● **Work to be completed**:
Quote every line of the entries below word for word, leaving out the pictures.

^^^^

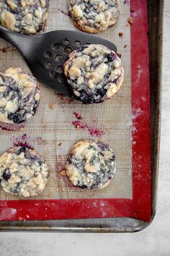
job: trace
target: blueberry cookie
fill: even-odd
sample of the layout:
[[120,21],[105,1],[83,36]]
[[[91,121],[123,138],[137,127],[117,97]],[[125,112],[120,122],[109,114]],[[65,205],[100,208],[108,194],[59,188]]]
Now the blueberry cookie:
[[0,73],[0,121],[21,124],[37,110],[40,90],[34,77],[20,68]]
[[71,148],[66,172],[74,186],[103,188],[115,173],[115,155],[106,144],[81,140]]
[[49,0],[2,0],[0,24],[22,34],[35,34],[45,25]]
[[85,45],[73,51],[64,64],[64,73],[73,93],[84,103],[112,98],[124,78],[117,55],[97,44]]
[[69,0],[68,11],[74,25],[81,30],[97,33],[116,23],[120,0]]
[[42,157],[27,147],[15,147],[0,156],[3,189],[19,197],[41,193],[48,182],[48,170]]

^^^^

● **The response**:
job: trace
target: blueberry cookie
fill: even-odd
sample of the layout:
[[120,21],[105,1],[83,36]]
[[[91,121],[123,138],[137,127],[117,97]],[[125,112],[120,122],[109,114]],[[65,205],[100,208],[108,194],[59,188]]]
Now the blueberry cookie:
[[0,73],[0,121],[21,124],[37,110],[40,90],[34,77],[20,68]]
[[71,148],[66,172],[74,186],[103,188],[115,173],[115,155],[106,144],[81,140]]
[[49,0],[2,0],[0,24],[22,34],[35,34],[45,25]]
[[85,45],[73,51],[64,64],[64,73],[73,93],[84,103],[112,98],[124,78],[117,55],[97,44]]
[[69,0],[68,11],[74,25],[81,30],[97,33],[116,23],[120,0]]
[[42,157],[27,147],[15,147],[0,156],[3,189],[19,197],[41,193],[48,182],[48,170]]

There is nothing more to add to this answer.